◆ Your objective: Locate each line below that includes "target" and reproduce it.

◆ Information given:
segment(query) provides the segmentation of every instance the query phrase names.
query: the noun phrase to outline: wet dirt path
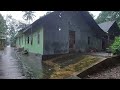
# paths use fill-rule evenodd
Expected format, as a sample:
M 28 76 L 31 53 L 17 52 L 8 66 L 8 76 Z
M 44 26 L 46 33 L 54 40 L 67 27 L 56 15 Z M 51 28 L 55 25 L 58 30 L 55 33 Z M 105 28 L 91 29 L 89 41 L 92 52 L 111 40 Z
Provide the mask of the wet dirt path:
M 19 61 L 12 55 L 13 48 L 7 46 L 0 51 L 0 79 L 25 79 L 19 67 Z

==

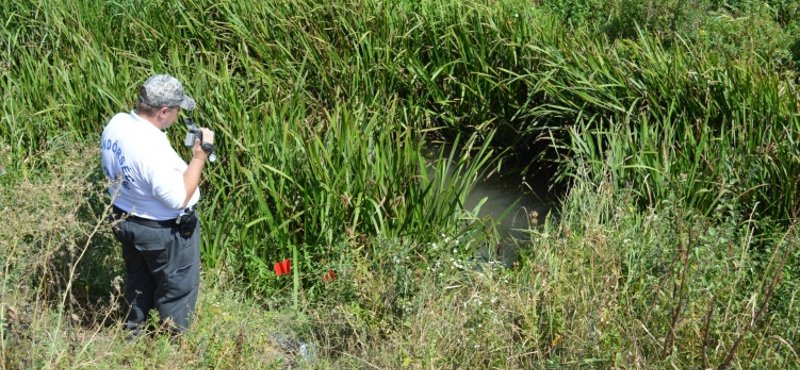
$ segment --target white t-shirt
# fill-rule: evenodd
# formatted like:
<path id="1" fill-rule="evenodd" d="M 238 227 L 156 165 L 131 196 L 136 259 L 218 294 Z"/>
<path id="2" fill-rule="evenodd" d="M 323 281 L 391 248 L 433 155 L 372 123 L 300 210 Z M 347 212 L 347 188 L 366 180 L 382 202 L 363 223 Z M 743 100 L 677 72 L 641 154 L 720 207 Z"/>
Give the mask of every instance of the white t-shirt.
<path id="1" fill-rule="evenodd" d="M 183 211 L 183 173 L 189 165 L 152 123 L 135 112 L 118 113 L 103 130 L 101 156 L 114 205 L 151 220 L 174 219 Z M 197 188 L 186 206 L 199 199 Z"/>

...

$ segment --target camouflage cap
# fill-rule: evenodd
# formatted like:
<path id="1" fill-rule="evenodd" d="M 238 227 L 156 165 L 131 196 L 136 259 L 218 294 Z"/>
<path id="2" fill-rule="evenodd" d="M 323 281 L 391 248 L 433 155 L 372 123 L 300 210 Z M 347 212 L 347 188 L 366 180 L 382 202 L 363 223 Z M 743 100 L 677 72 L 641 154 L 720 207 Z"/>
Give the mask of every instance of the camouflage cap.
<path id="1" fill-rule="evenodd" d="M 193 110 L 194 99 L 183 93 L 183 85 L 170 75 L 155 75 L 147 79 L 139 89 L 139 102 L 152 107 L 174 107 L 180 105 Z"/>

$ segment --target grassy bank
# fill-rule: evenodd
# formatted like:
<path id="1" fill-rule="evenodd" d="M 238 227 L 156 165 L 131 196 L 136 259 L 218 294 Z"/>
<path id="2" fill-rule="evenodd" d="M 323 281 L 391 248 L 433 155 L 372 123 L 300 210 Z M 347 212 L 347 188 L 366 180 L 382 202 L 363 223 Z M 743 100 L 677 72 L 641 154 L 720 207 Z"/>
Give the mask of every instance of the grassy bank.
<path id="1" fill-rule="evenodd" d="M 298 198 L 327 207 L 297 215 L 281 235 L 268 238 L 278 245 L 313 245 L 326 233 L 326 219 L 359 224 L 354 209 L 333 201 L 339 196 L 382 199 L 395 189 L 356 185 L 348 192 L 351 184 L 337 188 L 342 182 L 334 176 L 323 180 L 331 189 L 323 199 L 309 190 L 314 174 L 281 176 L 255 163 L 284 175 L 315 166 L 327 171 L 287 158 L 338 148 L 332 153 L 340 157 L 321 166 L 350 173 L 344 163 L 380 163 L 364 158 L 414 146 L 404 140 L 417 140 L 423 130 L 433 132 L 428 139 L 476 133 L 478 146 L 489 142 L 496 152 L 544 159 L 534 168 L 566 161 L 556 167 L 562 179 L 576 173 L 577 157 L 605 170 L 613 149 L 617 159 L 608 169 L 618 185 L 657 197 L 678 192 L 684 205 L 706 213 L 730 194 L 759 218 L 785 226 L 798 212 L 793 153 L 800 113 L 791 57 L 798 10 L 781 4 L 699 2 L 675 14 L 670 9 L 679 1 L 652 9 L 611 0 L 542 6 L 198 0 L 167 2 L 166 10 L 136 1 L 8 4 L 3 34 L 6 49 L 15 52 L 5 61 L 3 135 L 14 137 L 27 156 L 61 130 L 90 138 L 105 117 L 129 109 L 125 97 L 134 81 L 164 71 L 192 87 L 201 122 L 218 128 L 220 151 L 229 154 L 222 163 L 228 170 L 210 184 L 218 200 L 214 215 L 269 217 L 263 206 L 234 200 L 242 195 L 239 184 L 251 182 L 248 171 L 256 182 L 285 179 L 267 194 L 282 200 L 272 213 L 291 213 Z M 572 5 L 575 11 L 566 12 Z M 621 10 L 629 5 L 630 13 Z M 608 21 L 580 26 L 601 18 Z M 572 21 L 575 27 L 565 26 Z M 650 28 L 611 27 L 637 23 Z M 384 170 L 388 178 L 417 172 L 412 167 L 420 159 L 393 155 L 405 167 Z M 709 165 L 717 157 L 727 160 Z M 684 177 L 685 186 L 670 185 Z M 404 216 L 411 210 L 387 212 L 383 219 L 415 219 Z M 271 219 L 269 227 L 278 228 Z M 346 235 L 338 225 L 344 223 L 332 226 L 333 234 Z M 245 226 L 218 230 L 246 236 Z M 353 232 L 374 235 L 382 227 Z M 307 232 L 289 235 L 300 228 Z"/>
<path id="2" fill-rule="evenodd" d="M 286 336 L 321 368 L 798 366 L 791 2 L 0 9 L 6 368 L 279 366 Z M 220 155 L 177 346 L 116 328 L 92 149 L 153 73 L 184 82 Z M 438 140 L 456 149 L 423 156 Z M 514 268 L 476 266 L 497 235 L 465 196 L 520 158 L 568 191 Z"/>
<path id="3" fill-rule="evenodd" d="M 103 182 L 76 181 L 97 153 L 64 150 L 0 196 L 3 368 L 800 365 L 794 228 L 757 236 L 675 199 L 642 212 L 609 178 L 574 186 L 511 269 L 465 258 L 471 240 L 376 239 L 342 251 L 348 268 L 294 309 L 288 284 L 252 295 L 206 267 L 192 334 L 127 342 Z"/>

◆ Exercise result:
$ segment --target white t-shirt
$ segment --target camouflage cap
$ segment --target grassy bank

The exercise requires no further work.